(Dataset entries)
________________

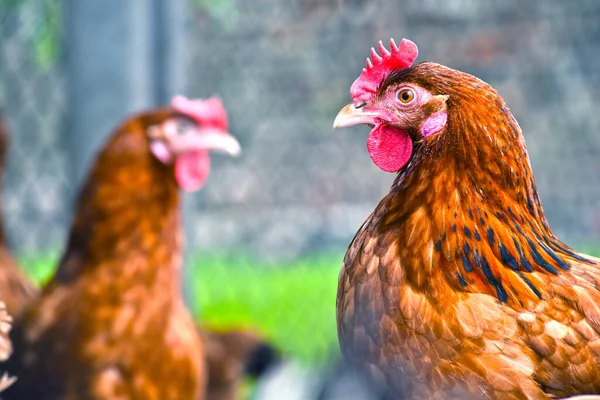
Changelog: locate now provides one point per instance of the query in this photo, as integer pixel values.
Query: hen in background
(233, 355)
(16, 290)
(455, 286)
(111, 323)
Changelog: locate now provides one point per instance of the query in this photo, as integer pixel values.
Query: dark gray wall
(283, 70)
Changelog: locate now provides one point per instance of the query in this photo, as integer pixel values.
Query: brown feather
(111, 323)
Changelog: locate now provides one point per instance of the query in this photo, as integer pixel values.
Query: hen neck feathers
(465, 210)
(127, 222)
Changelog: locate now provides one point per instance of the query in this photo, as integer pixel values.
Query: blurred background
(266, 236)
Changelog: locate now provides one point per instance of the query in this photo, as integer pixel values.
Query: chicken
(232, 355)
(455, 286)
(111, 323)
(5, 344)
(16, 291)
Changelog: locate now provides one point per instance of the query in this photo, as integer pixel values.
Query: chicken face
(400, 113)
(186, 140)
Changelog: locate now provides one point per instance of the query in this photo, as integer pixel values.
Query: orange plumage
(111, 324)
(455, 286)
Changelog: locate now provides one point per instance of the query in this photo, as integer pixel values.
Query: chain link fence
(283, 70)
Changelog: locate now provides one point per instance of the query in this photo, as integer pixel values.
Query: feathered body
(455, 286)
(111, 324)
(16, 290)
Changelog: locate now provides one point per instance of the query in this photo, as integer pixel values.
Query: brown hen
(111, 324)
(16, 290)
(231, 356)
(455, 286)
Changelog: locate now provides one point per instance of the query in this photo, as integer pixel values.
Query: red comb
(208, 113)
(401, 57)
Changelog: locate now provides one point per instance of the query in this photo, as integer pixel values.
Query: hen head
(186, 139)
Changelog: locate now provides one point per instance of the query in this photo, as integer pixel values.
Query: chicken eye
(406, 95)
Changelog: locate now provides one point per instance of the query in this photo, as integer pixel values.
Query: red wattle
(389, 148)
(191, 170)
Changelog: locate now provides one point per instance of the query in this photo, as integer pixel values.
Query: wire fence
(283, 70)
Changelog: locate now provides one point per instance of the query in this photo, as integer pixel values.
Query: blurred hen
(232, 356)
(111, 324)
(16, 291)
(455, 286)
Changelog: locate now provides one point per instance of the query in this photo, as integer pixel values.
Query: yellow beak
(351, 115)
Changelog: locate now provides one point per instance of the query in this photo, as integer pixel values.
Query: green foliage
(293, 303)
(47, 38)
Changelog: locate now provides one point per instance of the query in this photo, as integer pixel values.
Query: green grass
(293, 303)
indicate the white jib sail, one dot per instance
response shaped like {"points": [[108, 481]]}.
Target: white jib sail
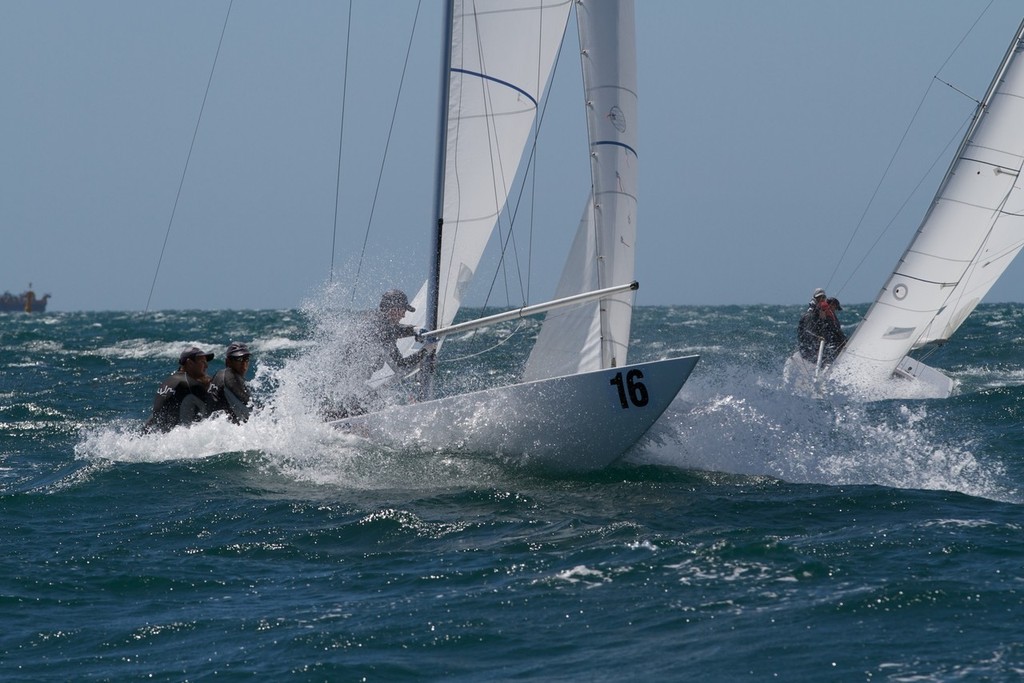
{"points": [[970, 235], [596, 335], [503, 52]]}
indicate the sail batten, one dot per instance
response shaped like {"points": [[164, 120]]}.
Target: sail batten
{"points": [[596, 335]]}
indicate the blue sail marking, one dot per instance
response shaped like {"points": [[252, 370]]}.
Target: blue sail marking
{"points": [[496, 80]]}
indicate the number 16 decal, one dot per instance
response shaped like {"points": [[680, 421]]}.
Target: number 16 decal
{"points": [[632, 390]]}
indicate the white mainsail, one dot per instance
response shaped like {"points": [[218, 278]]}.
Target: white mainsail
{"points": [[596, 335], [972, 231], [503, 53]]}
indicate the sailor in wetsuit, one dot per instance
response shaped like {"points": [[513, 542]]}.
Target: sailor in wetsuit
{"points": [[181, 399], [227, 389], [811, 329]]}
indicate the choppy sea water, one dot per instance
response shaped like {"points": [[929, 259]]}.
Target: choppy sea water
{"points": [[754, 535]]}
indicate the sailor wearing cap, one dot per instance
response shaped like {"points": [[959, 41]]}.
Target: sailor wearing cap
{"points": [[227, 390], [181, 399]]}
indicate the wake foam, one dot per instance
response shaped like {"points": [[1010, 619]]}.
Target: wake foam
{"points": [[755, 427]]}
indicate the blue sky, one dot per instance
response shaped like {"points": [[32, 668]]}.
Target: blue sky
{"points": [[766, 128]]}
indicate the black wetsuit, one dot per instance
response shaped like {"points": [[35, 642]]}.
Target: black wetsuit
{"points": [[228, 392], [180, 400]]}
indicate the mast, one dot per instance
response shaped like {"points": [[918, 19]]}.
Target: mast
{"points": [[434, 269]]}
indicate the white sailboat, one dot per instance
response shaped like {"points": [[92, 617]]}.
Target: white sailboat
{"points": [[580, 404], [970, 235]]}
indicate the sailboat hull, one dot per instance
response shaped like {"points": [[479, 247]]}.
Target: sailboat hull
{"points": [[572, 423], [911, 379]]}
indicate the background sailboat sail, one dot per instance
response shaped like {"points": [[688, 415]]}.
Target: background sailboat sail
{"points": [[503, 53], [597, 335], [972, 231], [588, 407]]}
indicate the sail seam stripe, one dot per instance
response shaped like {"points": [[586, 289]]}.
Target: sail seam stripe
{"points": [[617, 144], [495, 80]]}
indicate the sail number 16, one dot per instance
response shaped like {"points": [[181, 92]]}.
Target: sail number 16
{"points": [[632, 390]]}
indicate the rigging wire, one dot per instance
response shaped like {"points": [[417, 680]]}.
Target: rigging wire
{"points": [[892, 160], [341, 139], [387, 144], [192, 145]]}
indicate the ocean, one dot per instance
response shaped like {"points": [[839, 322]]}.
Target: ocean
{"points": [[753, 535]]}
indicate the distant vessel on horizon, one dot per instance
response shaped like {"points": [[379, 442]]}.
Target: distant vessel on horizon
{"points": [[26, 301]]}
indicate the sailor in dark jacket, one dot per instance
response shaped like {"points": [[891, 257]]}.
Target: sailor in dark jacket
{"points": [[181, 399], [227, 390]]}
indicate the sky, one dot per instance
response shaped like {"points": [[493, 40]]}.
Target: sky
{"points": [[783, 145]]}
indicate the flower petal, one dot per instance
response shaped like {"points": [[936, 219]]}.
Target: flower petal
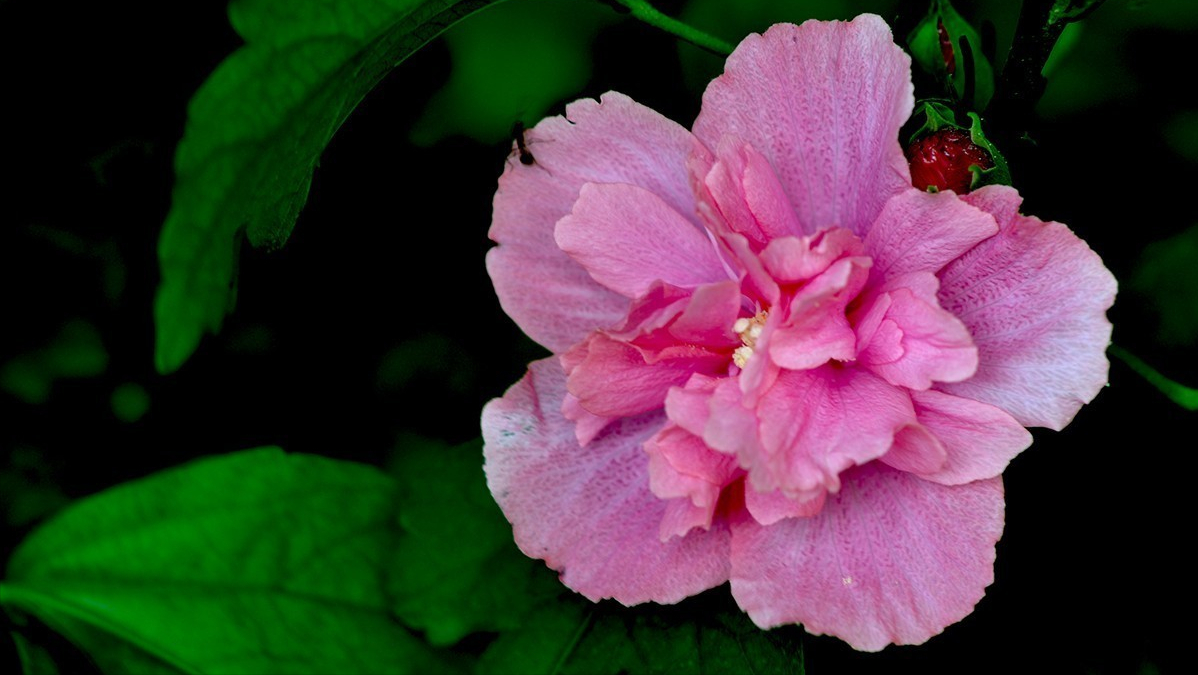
{"points": [[743, 190], [891, 559], [550, 296], [979, 439], [823, 103], [682, 468], [811, 426], [917, 342], [770, 507], [1034, 297], [616, 380], [627, 237], [919, 231], [588, 512]]}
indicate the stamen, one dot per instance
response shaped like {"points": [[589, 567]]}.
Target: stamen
{"points": [[749, 329]]}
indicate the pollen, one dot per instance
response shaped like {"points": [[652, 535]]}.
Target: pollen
{"points": [[749, 329]]}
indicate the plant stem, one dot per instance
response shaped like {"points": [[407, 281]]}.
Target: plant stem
{"points": [[649, 14], [1178, 393]]}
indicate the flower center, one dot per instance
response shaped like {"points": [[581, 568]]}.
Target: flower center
{"points": [[749, 329]]}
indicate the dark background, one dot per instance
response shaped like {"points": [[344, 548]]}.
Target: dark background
{"points": [[339, 344]]}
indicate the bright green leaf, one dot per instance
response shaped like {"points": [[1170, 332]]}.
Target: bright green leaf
{"points": [[512, 62], [255, 131], [574, 636], [77, 351], [458, 570], [1185, 397], [250, 562], [931, 55], [1181, 134], [35, 660]]}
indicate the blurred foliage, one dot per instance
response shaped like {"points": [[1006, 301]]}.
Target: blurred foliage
{"points": [[29, 487], [255, 132], [427, 356], [948, 62], [512, 64], [1089, 67], [260, 561], [570, 636], [457, 570], [1181, 134], [1167, 278], [77, 351], [249, 562], [129, 402]]}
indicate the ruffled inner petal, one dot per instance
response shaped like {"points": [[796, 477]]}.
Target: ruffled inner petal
{"points": [[909, 341], [627, 239]]}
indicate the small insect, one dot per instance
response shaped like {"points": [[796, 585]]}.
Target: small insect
{"points": [[526, 157]]}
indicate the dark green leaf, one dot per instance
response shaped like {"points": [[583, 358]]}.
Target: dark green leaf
{"points": [[926, 50], [512, 62], [252, 562], [998, 174], [35, 660], [255, 132], [77, 351], [1166, 276], [1072, 10], [458, 570], [574, 636]]}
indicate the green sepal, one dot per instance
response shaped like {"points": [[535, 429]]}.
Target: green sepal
{"points": [[998, 174], [1070, 11], [937, 115], [925, 49]]}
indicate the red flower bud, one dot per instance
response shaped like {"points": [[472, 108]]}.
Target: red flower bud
{"points": [[942, 158]]}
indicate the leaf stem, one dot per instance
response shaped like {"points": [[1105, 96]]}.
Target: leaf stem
{"points": [[1181, 395], [649, 14]]}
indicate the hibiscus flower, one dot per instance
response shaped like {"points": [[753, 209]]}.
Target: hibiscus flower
{"points": [[775, 362]]}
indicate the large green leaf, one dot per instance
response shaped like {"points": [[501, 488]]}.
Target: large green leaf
{"points": [[573, 636], [458, 570], [255, 131], [252, 562]]}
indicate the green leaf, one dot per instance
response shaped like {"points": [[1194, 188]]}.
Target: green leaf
{"points": [[458, 570], [573, 636], [255, 131], [926, 50], [1185, 397], [1071, 10], [35, 660], [250, 562], [998, 174], [1166, 276], [77, 351], [936, 116], [512, 62]]}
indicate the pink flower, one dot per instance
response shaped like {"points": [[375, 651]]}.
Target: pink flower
{"points": [[775, 362]]}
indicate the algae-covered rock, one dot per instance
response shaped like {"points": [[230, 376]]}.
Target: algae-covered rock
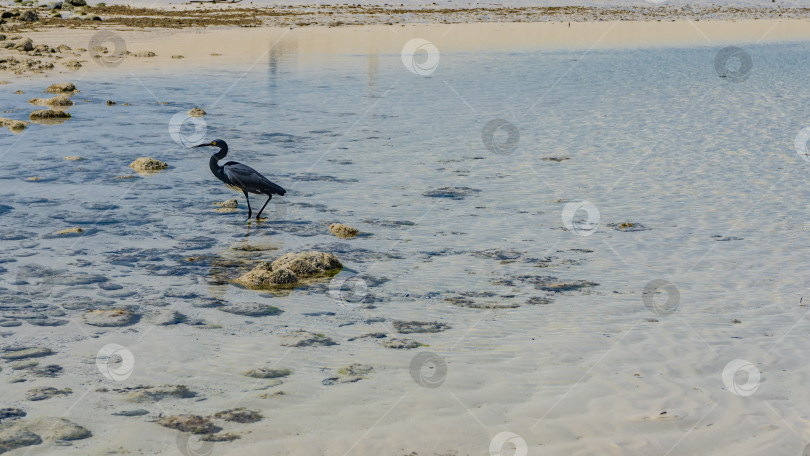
{"points": [[401, 344], [230, 204], [168, 317], [264, 276], [46, 392], [112, 317], [194, 424], [141, 394], [48, 114], [343, 231], [559, 287], [147, 164], [239, 415], [74, 230], [306, 264], [17, 437], [24, 353], [409, 327], [225, 437], [59, 100], [302, 338], [61, 87], [73, 64], [251, 309], [11, 413], [350, 374], [15, 126], [266, 372]]}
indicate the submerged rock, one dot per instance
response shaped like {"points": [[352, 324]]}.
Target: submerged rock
{"points": [[559, 287], [62, 87], [401, 343], [628, 226], [15, 126], [135, 412], [12, 413], [266, 372], [343, 231], [148, 164], [16, 437], [251, 309], [46, 392], [48, 114], [454, 193], [112, 317], [350, 374], [239, 415], [156, 393], [59, 100], [230, 204], [28, 16], [168, 317], [226, 437], [307, 264], [74, 230], [33, 352], [264, 276], [194, 424], [409, 327], [302, 338]]}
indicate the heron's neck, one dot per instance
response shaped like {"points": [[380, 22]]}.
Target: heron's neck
{"points": [[213, 163]]}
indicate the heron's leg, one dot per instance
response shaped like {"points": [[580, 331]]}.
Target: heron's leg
{"points": [[248, 200], [269, 197]]}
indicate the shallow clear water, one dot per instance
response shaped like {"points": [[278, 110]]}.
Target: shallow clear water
{"points": [[651, 136]]}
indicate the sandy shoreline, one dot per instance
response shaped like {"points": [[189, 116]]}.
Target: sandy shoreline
{"points": [[186, 48], [543, 332]]}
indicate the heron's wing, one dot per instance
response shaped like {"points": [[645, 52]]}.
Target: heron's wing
{"points": [[249, 179]]}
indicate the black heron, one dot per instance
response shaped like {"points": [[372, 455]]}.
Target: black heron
{"points": [[241, 176]]}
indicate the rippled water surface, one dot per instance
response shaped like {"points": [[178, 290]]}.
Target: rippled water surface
{"points": [[646, 136]]}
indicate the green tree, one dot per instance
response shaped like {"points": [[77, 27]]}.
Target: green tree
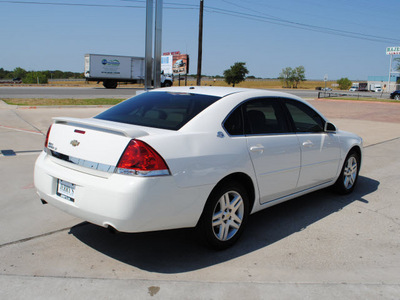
{"points": [[292, 77], [236, 74], [344, 83], [19, 73], [286, 77]]}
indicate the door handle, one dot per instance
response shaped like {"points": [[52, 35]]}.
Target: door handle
{"points": [[308, 144], [257, 148]]}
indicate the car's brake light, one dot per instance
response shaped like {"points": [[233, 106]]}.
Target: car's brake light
{"points": [[140, 159], [46, 142]]}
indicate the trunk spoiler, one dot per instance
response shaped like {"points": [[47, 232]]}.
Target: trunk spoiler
{"points": [[102, 125]]}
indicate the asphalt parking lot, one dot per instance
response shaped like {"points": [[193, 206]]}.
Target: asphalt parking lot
{"points": [[319, 246]]}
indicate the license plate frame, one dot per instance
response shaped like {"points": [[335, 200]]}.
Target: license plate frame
{"points": [[66, 190]]}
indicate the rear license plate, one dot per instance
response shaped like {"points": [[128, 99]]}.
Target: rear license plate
{"points": [[66, 190]]}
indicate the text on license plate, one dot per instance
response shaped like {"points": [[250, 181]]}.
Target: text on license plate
{"points": [[66, 190]]}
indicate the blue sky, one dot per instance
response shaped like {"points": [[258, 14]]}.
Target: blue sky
{"points": [[268, 35]]}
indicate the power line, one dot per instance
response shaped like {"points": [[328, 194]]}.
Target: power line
{"points": [[298, 25], [255, 17]]}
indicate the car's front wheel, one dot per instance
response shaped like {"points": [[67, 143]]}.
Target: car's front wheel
{"points": [[349, 174], [224, 216]]}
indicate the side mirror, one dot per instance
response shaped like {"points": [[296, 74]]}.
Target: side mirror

________________

◆ **Problem details**: Set down only the lines running from the line with "Target: power line" to the end of the entries above, both included, exactly as they stand.

◆ **Response**:
Target: power line
{"points": [[298, 25], [255, 17]]}
indicate the car's front wheel, one dot per instance
response shaped like {"points": [[67, 143]]}.
Target: car's front wheel
{"points": [[349, 174], [224, 216]]}
indicate the side mirror, one dot per instance
response shaped like {"points": [[296, 74]]}.
Target: side mirror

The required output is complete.